• [Required task]
Extract every line from the records below, reproducing each one character for character.

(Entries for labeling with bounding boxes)
<<<<

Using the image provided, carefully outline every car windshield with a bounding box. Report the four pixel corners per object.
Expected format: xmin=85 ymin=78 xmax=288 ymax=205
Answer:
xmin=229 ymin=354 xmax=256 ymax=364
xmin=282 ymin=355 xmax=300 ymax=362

>>>>

• [Problem solution]
Using the image provided, carefully outline every car windshield with a bounding box. Report the four pixel corners per object.
Expected format: xmin=85 ymin=78 xmax=288 ymax=205
Answer:
xmin=229 ymin=354 xmax=256 ymax=364
xmin=282 ymin=355 xmax=300 ymax=362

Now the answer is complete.